**Description of the task**
In the listing below, find the line containing "the white pickup". Write out that line and every line after it to the end, exactly and only those.

┏━━

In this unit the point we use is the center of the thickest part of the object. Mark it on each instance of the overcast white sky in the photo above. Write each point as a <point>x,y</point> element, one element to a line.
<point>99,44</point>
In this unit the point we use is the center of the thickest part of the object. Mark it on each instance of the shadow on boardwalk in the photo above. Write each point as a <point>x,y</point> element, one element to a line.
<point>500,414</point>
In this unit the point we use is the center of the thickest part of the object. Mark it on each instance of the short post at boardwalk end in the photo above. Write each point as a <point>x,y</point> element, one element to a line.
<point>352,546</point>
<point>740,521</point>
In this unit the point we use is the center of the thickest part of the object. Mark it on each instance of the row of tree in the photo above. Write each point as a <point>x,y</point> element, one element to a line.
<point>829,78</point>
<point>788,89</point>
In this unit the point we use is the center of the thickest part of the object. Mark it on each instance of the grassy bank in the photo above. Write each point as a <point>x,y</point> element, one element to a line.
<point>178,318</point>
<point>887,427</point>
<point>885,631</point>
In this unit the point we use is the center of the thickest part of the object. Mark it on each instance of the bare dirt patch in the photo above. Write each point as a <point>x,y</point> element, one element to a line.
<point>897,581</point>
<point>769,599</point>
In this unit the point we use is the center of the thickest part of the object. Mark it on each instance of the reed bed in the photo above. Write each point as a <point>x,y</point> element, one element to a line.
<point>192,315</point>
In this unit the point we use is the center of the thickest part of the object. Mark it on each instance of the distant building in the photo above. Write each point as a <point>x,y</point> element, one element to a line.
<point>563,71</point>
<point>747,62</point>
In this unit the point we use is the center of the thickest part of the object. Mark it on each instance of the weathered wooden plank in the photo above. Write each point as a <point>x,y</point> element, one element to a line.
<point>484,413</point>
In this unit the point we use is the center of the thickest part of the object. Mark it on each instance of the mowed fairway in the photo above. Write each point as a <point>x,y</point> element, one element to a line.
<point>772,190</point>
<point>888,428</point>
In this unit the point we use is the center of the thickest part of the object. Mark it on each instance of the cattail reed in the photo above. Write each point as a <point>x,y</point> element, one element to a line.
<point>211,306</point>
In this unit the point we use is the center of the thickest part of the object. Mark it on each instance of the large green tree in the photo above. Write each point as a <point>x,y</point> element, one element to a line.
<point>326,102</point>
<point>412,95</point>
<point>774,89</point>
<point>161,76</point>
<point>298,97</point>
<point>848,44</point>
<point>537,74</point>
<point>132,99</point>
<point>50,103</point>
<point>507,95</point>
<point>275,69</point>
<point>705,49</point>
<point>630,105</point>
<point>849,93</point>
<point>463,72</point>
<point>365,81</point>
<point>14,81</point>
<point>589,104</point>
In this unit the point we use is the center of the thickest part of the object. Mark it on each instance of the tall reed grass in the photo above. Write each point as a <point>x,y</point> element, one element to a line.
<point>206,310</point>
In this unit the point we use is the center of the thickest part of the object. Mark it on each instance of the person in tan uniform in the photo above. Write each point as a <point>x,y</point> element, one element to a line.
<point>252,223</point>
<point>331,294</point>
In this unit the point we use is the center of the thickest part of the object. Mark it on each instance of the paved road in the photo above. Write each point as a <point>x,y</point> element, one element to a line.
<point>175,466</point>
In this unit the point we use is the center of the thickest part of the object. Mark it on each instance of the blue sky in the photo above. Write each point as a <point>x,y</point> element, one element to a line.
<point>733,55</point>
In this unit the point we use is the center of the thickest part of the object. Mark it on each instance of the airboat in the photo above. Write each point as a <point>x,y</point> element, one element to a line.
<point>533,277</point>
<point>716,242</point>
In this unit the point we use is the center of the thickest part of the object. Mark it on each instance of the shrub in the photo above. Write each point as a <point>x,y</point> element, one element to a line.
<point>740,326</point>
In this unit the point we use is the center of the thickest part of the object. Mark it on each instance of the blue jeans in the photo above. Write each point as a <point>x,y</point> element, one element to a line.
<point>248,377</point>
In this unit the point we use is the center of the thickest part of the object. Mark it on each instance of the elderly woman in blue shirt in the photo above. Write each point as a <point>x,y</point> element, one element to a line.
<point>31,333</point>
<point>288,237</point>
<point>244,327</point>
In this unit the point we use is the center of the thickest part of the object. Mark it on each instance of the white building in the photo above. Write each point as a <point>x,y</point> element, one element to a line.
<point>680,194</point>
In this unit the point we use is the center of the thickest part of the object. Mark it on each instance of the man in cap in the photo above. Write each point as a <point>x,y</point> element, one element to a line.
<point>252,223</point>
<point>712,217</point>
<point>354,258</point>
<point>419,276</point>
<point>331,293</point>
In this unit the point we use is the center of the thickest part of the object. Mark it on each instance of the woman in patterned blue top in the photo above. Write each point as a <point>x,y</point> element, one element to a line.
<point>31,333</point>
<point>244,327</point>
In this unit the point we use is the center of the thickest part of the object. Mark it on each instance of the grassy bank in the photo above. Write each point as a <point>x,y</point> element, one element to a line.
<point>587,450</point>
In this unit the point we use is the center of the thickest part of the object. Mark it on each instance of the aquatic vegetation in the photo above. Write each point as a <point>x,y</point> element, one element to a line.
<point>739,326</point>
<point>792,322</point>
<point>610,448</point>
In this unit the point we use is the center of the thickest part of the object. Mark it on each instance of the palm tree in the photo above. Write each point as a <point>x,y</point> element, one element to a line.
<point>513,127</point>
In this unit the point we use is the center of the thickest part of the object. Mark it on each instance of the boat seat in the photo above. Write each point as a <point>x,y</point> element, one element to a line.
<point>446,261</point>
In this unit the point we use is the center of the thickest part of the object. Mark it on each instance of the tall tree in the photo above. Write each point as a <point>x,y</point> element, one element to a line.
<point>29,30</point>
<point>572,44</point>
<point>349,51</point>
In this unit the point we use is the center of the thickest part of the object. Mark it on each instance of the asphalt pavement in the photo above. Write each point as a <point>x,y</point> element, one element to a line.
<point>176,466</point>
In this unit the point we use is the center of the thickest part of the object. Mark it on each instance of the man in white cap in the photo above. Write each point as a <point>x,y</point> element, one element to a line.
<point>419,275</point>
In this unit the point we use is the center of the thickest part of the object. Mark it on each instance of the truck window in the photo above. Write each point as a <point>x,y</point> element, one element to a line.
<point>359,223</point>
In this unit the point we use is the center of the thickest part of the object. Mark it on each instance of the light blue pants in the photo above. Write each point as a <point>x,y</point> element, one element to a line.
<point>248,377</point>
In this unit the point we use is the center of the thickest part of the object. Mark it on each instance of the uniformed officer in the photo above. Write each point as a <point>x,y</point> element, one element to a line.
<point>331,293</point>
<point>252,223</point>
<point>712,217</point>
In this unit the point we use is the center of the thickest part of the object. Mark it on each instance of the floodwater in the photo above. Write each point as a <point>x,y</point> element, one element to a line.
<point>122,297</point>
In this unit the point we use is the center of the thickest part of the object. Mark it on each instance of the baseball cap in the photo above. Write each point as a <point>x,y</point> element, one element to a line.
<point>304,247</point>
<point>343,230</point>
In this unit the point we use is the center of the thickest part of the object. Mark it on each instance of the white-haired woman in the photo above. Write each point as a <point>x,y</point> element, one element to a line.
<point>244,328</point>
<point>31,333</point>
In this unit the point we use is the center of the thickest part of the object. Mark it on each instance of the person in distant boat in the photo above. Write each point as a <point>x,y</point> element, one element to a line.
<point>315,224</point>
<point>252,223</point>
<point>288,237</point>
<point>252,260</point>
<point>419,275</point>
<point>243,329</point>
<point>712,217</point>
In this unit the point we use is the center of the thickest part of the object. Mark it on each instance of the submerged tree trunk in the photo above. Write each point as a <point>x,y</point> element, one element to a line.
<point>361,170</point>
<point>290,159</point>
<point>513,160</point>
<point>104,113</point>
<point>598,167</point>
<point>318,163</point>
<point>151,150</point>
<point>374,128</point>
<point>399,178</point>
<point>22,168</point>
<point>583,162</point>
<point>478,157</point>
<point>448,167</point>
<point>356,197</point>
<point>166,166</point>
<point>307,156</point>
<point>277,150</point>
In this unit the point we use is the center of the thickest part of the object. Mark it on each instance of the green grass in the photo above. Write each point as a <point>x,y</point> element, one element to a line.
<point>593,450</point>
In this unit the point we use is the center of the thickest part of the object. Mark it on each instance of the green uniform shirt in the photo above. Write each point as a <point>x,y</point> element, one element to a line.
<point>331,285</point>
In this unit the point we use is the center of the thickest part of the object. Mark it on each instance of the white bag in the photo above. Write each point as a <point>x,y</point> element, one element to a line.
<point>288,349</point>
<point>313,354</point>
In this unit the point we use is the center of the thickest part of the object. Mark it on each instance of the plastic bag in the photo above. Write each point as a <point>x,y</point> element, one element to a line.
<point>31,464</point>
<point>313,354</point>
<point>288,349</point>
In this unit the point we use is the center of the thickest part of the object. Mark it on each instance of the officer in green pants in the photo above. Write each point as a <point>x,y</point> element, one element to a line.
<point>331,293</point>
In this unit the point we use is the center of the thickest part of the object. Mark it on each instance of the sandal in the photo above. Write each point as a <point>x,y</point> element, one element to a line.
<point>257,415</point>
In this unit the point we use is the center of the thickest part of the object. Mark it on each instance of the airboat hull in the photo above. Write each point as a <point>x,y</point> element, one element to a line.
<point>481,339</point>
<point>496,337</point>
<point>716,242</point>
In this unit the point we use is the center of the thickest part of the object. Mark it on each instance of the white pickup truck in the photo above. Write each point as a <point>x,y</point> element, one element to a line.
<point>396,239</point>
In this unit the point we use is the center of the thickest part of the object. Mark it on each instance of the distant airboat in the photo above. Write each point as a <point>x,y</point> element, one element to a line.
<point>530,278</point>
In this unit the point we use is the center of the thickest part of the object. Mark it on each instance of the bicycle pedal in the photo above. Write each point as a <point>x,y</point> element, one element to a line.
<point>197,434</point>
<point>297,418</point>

┗━━

**Written reply**
In this unit the point we use is the center of the thickest part of the object. Mark it on each instance of the white pickup truck in the photo above. Write each point as a <point>x,y</point> element, one element to a line.
<point>396,239</point>
In this unit the point we use is the center of the thickest part of the object. Mark it on each instance of the distant airboat in the photo above. Write each point as a <point>x,y</point> element, one element to a line.
<point>530,278</point>
In this unit the point we use is the center of the thickest part of the object. Mark it on each instance of the bicycle pedal in the photo above. Write each point as a <point>x,y</point> element, one element to a line.
<point>197,434</point>
<point>297,418</point>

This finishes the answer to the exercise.